- _Exercise prompt_
Could you please find each line in the records that contains the word "instance" and copy it?

- _Data for this exercise_
☆ ☆ ☆ ☆
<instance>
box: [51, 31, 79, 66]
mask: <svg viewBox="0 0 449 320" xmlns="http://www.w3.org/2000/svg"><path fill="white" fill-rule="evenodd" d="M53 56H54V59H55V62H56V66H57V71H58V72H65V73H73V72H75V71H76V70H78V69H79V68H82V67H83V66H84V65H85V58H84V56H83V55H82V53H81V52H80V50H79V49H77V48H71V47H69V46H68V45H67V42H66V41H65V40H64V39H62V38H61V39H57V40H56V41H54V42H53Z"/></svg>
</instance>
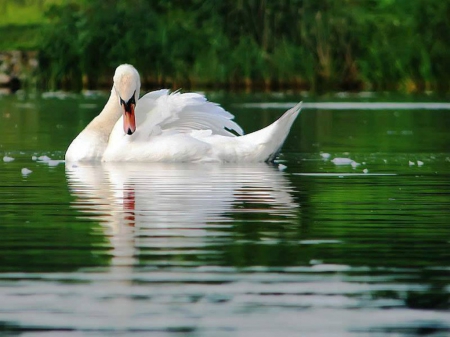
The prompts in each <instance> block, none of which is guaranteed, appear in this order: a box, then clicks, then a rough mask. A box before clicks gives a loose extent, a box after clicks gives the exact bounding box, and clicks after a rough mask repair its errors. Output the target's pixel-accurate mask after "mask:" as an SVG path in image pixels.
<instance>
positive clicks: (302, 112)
mask: <svg viewBox="0 0 450 337" xmlns="http://www.w3.org/2000/svg"><path fill="white" fill-rule="evenodd" d="M219 97H222V98H221V99H222V101H227V104H230V105H232V106H231V107H230V111H232V112H233V113H235V114H236V120H237V121H238V122H239V123H240V124H241V125H242V126H243V128H244V129H245V130H246V131H247V132H250V131H252V130H254V129H258V128H261V127H263V126H265V125H268V124H269V123H270V122H272V121H273V120H275V119H276V118H277V117H278V116H279V115H280V114H281V113H282V110H284V107H283V108H280V110H279V111H278V110H271V108H267V109H261V108H260V107H258V106H253V107H240V106H239V104H241V103H245V102H246V100H252V101H256V102H262V101H263V100H262V99H260V98H258V97H255V96H251V97H247V98H246V100H241V99H235V100H234V101H233V100H231V99H230V100H227V99H226V96H220V95H219ZM273 97H275V96H273ZM273 97H272V98H273ZM103 98H104V97H103ZM103 98H102V97H100V98H99V97H97V98H79V97H78V98H76V97H75V98H74V97H65V98H61V97H53V98H52V97H50V98H48V97H47V98H46V97H44V96H43V97H42V98H41V99H36V100H26V99H23V100H21V99H19V96H18V97H17V98H14V97H8V98H0V99H1V100H2V103H3V104H0V109H2V110H0V121H1V123H0V135H1V136H0V176H1V181H0V218H1V221H0V334H1V333H3V332H6V333H8V334H25V335H26V334H28V335H33V334H51V333H53V334H55V335H63V334H66V335H79V334H80V333H82V334H84V335H92V336H98V335H102V334H114V333H118V334H126V335H142V334H147V333H148V332H156V333H159V334H160V335H174V334H180V333H182V334H189V335H195V336H211V335H214V336H229V335H246V336H261V335H264V334H265V335H273V334H283V335H299V334H301V335H308V336H323V335H339V336H379V335H398V336H422V335H428V336H444V335H448V333H449V332H450V325H449V324H448V310H449V309H450V298H449V296H450V288H449V284H450V274H449V263H448V261H449V260H450V255H449V254H450V253H449V252H450V239H449V238H450V227H449V225H448V219H449V218H450V208H449V207H448V206H449V201H448V190H449V187H450V186H449V181H450V180H449V163H450V154H449V152H448V145H449V144H450V136H449V134H448V132H447V129H446V127H447V125H448V118H449V117H448V116H450V114H449V112H448V111H447V110H446V108H445V107H444V108H442V106H441V105H440V106H437V108H439V109H437V108H436V109H437V110H433V111H429V110H426V109H425V110H421V109H419V108H417V109H415V108H411V109H410V106H409V105H408V106H407V107H405V106H403V108H402V109H399V106H398V105H392V104H390V105H389V106H388V105H384V107H383V109H382V110H375V111H369V110H368V109H365V110H358V111H356V110H352V109H351V106H353V107H356V108H358V107H360V106H359V105H351V104H350V105H349V103H345V104H344V106H345V109H342V110H339V109H337V108H338V107H339V105H335V104H334V103H333V105H332V106H331V107H330V105H328V106H327V105H326V104H325V103H322V105H320V104H319V103H320V102H319V103H318V105H316V106H314V104H315V103H309V104H310V106H309V107H308V105H306V107H307V108H306V109H305V110H304V111H303V112H302V113H301V115H300V118H299V120H298V121H297V122H296V123H295V124H294V126H293V129H292V131H291V134H290V136H289V138H288V139H287V142H286V144H285V146H284V148H283V155H282V157H281V158H280V162H279V164H277V165H274V166H270V165H266V164H257V165H204V164H202V165H198V164H178V165H174V164H112V163H107V164H98V165H78V164H77V165H70V164H67V165H65V164H63V163H62V161H61V159H63V157H64V150H65V149H66V147H67V145H68V144H69V142H70V140H71V139H73V137H74V136H75V135H76V134H77V133H78V132H79V131H80V130H81V129H82V128H83V127H84V126H85V125H86V124H87V123H88V122H89V121H90V120H91V119H92V117H93V116H94V115H95V114H97V113H98V111H99V109H100V108H101V106H102V104H104V102H103V101H102V100H103ZM272 98H271V99H272ZM297 98H298V97H297ZM218 100H219V101H220V99H218ZM273 100H274V101H276V99H273ZM288 100H289V101H292V100H291V99H288V98H286V97H282V98H280V99H279V101H284V102H285V104H290V103H286V101H288ZM380 101H381V99H380ZM323 104H325V105H323ZM375 105H376V103H375ZM349 106H350V108H349ZM414 106H415V105H414ZM341 107H342V105H341ZM415 107H416V106H415ZM433 107H436V105H433ZM235 108H236V109H235ZM356 108H355V109H356ZM391 108H392V109H391ZM333 109H334V110H333ZM47 156H48V157H51V159H50V158H48V157H47ZM25 168H26V169H27V170H25V171H24V169H25ZM23 172H25V173H23Z"/></svg>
☆ ☆ ☆ ☆
- _Task result_
<instance>
</instance>
The prompts in each <instance> block, none of which is guaranteed, appear in this order: a box, then clicks, then a rough mask. A box before clicks gives a loose extent, a box after clicks gives the exact bounding box, and clicks after a rough mask repair its errors. Output the target's pixel-accurate mask after "mask:" as an SVG path in image pixels.
<instance>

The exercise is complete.